■ Problem details
Only the text belongs in the copy. Transcribe the data exactly and drop any pictures.
#### Information
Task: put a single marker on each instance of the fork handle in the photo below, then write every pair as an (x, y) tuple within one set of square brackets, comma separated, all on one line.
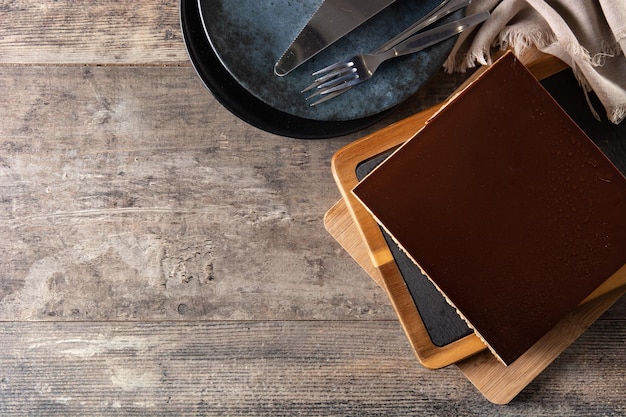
[(431, 37)]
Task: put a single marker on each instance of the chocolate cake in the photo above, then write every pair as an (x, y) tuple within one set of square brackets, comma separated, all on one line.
[(506, 205)]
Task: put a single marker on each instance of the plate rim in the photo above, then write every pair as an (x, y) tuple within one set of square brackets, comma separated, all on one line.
[(243, 104)]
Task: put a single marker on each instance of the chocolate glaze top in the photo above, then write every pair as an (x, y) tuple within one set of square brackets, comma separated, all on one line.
[(508, 207)]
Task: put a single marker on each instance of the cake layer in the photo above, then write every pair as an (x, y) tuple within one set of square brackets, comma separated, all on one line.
[(507, 206)]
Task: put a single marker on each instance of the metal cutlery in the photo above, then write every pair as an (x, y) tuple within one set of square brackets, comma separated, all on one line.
[(340, 77), (333, 20)]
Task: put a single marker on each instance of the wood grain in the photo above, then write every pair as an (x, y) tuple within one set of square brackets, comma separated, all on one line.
[(142, 222), (83, 32), (498, 383), (276, 368)]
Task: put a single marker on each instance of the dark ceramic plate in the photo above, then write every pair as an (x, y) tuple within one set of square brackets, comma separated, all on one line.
########
■ Exercise answer
Task: put a single marker on each instance of the fork handle in the photo below, then write every pair as an (x, y) tuple within one set of square brackets, comma separated, all on one line.
[(431, 37)]
Task: put a single marker on each instance of the chocolate cake in the photo above, then write every pair as an (x, y) tuple within one set of square brackets, comma separated, all on one line.
[(506, 205)]
Task: put a single marker on each instance of the plate rim in the photo above, then write every pair as an (x, y) tuple within one set of square brackets, comma separated, all on one line.
[(243, 104)]
Task: put a single marker on each instance of the chocolate glaze top in the photo above, then write every pair as an (x, y) tuple within one set of square brackets, comma separated, all on one line.
[(508, 207)]
Task: put a single marker on each instance of the cake layer in the photo above, then write every pair as an (x, y) tuple within one set of square brackets, comma separated, all on one line.
[(507, 206)]
Task: put a single marker on each instance of the metal cutlery in the photo above, then write every pair as an (x, y) tuple within one set of square brackets, comma separated, all on one line.
[(340, 77), (333, 20)]
Task: put a single marker on each instance of the wood grain in the photo above, then write every pair as an (x, y) tuple within one set of square brackets, comma separated, all on one line.
[(142, 222), (83, 32), (498, 383), (276, 368)]
Task: put a single marker on each instance of the dark ceramic plate in the photo above, then write every pair as an (x, y) tuple within one set of square brackets, comma separated, all on one line.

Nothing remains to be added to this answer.